Required task: Scale the material starting at the line containing "job: trace every instance of the light" and ending at the end of the material, reproducing those lines in full with their requests. Multiply every viewBox dimension and path coordinate in the answers by 1.1, and round each result to a whole number with halves going up.
▽
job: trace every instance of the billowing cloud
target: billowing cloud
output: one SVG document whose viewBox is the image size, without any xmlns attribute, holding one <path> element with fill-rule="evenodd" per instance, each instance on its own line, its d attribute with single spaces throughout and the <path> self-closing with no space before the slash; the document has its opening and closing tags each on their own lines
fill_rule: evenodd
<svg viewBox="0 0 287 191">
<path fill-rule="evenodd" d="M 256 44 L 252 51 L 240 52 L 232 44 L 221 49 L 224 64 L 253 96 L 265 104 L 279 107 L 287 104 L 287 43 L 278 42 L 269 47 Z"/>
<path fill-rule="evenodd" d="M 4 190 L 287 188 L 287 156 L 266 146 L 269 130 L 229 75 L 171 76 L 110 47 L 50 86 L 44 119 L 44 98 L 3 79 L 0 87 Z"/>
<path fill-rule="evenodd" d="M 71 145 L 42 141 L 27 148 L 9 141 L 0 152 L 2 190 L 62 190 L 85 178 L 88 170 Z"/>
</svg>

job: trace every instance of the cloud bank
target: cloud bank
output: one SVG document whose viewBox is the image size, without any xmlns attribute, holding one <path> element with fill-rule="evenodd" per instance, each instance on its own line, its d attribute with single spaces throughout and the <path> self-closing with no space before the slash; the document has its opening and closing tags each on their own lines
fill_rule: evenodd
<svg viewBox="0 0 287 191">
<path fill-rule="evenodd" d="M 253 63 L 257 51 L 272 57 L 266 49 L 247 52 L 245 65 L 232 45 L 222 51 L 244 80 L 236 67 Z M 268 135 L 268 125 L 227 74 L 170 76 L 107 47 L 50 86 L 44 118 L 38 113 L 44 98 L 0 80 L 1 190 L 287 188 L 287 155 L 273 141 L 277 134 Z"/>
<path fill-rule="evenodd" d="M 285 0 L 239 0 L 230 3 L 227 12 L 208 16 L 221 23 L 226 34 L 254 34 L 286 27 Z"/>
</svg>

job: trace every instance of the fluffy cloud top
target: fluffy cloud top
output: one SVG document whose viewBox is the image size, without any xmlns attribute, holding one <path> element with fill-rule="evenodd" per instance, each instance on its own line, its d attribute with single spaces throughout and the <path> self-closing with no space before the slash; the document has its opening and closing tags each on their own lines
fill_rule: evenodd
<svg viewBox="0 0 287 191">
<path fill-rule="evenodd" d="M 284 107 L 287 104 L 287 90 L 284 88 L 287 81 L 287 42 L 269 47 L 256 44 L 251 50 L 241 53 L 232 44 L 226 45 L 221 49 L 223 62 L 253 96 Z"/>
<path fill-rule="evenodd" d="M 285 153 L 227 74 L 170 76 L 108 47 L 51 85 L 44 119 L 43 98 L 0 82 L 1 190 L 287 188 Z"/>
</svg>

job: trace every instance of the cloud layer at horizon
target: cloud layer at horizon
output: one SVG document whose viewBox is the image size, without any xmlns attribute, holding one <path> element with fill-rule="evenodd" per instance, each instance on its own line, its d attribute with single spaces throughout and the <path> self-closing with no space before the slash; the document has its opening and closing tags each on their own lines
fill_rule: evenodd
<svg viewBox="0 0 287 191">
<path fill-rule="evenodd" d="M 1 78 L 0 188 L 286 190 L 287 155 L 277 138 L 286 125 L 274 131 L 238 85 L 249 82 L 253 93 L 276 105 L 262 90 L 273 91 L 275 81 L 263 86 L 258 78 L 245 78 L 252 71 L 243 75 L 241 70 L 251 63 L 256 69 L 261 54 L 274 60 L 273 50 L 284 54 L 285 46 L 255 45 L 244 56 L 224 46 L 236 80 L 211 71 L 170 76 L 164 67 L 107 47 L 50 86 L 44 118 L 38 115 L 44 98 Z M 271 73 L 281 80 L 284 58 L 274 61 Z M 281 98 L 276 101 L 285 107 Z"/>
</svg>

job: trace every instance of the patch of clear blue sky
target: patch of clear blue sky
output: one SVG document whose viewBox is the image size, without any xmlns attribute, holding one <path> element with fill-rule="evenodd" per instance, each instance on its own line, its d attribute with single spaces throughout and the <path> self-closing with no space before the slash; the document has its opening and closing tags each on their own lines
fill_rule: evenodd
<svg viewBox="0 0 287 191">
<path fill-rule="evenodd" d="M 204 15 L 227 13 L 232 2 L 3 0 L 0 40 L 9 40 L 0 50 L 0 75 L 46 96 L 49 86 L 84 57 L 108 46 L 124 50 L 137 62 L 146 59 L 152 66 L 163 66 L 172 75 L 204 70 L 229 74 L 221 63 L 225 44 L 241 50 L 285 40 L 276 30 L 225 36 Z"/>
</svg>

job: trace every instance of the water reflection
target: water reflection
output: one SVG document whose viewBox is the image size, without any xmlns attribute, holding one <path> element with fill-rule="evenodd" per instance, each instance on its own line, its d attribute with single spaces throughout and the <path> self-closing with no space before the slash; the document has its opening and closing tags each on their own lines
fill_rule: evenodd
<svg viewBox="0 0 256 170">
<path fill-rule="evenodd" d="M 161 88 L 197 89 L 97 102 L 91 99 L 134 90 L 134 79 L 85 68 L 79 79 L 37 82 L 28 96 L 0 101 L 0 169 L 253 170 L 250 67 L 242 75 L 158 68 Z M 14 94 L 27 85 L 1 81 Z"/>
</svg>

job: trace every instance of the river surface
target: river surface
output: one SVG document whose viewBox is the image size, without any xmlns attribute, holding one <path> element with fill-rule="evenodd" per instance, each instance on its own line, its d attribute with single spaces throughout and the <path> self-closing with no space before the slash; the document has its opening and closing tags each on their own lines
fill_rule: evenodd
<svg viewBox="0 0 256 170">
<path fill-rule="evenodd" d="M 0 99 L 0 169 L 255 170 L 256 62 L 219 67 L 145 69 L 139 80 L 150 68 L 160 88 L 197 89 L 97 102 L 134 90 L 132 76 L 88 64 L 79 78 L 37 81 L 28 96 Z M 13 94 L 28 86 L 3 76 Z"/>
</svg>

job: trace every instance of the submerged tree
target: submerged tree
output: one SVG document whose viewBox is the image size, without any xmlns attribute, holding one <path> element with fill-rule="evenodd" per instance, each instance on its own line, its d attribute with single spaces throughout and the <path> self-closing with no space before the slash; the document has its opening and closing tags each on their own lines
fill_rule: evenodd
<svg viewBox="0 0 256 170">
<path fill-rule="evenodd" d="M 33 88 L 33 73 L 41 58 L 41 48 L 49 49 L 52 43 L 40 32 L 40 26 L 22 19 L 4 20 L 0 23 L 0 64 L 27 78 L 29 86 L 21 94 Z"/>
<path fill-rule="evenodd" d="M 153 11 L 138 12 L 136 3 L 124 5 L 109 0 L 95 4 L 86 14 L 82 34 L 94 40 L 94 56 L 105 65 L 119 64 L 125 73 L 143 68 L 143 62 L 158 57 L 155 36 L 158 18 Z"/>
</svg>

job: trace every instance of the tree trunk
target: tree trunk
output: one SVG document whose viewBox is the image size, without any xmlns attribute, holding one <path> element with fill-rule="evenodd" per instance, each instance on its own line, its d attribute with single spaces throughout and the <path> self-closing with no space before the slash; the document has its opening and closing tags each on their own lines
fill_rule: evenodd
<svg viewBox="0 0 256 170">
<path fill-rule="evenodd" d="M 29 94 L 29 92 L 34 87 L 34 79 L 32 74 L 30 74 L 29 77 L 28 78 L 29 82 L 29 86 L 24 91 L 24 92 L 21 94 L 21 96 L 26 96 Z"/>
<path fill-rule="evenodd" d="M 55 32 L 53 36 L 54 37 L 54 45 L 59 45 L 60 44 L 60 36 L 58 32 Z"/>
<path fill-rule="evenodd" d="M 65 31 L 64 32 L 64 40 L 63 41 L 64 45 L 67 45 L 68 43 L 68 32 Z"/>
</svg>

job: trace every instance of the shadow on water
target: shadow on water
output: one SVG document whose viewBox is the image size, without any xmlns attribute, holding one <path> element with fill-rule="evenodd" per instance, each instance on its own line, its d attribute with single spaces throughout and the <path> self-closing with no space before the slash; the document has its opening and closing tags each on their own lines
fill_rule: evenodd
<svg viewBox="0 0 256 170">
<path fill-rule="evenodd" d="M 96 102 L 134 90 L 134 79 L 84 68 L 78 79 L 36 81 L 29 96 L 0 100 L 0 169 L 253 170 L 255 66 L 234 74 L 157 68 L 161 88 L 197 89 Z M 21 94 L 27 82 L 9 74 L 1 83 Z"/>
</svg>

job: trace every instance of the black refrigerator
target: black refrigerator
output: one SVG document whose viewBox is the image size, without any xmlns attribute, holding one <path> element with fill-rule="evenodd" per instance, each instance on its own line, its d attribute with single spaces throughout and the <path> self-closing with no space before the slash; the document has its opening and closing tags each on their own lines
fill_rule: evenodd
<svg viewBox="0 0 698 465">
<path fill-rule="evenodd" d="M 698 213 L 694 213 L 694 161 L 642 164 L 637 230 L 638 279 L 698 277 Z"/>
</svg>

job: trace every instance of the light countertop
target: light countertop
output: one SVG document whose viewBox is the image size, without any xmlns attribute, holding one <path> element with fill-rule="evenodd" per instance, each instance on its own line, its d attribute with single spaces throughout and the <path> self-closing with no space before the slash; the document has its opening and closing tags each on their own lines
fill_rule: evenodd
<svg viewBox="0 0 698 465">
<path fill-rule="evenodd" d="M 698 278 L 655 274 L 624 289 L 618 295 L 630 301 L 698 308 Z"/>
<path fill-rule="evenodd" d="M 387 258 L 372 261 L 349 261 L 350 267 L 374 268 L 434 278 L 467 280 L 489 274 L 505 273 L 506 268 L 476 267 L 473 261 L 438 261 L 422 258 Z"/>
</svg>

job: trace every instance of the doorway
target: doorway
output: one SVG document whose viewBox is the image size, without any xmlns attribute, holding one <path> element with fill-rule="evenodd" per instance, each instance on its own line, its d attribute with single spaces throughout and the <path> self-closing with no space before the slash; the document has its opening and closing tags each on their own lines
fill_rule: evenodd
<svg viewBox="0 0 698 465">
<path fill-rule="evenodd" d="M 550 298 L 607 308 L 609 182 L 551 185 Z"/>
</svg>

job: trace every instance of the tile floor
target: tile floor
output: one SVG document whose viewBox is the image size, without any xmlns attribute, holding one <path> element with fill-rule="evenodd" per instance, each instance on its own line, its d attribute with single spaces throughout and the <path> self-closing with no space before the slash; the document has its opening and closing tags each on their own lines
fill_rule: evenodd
△
Response:
job: trace every instance of the light countertop
target: light countertop
output: one SVG document whose viewBox is the image size, without any xmlns attribute, holding one <path> element with fill-rule="evenodd" per instance, each instance on its own line, its d attribute with single spaces throughout and the <path> self-closing with no space before the slash; the document has its opening and closing tags each on their own lines
fill_rule: evenodd
<svg viewBox="0 0 768 512">
<path fill-rule="evenodd" d="M 768 306 L 721 301 L 686 318 L 680 325 L 693 331 L 768 339 Z"/>
<path fill-rule="evenodd" d="M 426 284 L 409 287 L 384 287 L 385 294 L 411 295 L 477 306 L 514 308 L 538 301 L 556 300 L 557 295 L 524 294 L 520 287 L 482 287 L 464 284 Z"/>
</svg>

job: trace every instance of the doorway
target: doorway
output: one SVG document whose viewBox is the image size, without any xmlns attribute, holding one <path> element with fill-rule="evenodd" per instance, each instance on its own line, its d attribute with single spaces throughout and the <path> self-closing with no space before the slash; the document has its opening and closing tags each on their own lines
fill_rule: evenodd
<svg viewBox="0 0 768 512">
<path fill-rule="evenodd" d="M 605 328 L 668 339 L 670 200 L 606 204 Z"/>
</svg>

job: trace every instance of the tile floor
target: tile floor
output: one SVG document whose viewBox is the image size, without any xmlns attribute, holding one <path> element with fill-rule="evenodd" per instance, each instance on its own line, its d attribute with single spaces throughout and the <path> self-closing with no space before the slash; the document has its opening and closing tags each on their own lines
fill_rule: evenodd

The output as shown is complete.